* _Problem to work on_: The lines to be copied are those below that contain "hair".

· · ·

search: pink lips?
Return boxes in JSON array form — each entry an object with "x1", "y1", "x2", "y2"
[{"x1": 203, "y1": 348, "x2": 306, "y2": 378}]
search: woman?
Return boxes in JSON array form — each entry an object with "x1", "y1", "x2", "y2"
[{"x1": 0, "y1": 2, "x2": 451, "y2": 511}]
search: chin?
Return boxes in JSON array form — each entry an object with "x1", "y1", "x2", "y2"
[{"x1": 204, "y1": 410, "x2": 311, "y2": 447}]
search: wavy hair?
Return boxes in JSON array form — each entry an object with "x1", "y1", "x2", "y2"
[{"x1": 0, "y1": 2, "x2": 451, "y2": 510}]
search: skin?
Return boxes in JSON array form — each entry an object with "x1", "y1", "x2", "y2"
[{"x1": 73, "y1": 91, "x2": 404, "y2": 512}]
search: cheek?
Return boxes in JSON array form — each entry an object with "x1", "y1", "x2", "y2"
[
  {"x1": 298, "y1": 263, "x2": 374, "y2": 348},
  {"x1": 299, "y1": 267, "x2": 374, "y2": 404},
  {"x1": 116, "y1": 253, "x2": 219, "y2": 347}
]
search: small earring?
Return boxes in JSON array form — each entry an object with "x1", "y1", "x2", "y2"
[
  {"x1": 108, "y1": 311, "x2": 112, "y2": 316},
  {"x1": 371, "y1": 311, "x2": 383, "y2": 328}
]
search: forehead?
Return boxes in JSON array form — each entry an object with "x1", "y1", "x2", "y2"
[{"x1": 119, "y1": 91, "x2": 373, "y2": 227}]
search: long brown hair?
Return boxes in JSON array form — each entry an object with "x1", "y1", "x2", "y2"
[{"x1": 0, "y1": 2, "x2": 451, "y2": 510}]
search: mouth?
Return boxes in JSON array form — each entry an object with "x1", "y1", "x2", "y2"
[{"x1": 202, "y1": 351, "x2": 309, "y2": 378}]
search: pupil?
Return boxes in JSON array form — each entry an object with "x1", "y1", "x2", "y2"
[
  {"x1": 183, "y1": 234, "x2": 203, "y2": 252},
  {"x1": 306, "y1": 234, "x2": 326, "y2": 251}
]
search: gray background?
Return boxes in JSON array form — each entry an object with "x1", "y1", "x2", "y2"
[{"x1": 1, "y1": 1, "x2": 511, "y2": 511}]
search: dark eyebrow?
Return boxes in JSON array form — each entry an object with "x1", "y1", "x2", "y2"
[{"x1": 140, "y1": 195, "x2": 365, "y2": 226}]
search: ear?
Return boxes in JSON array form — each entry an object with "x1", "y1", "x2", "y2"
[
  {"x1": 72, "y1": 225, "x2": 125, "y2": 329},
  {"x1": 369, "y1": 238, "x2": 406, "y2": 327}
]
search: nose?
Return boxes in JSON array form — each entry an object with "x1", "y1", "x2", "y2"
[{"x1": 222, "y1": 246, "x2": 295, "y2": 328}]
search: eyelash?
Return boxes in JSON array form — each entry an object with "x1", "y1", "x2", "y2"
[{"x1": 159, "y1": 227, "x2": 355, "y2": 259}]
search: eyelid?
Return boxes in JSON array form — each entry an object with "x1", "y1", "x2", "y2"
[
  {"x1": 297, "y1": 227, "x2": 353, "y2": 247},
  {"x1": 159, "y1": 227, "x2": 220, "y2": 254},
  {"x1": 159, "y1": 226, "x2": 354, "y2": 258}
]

· · ·

* _Response to this task_:
search: wavy hair?
search: long brown hair?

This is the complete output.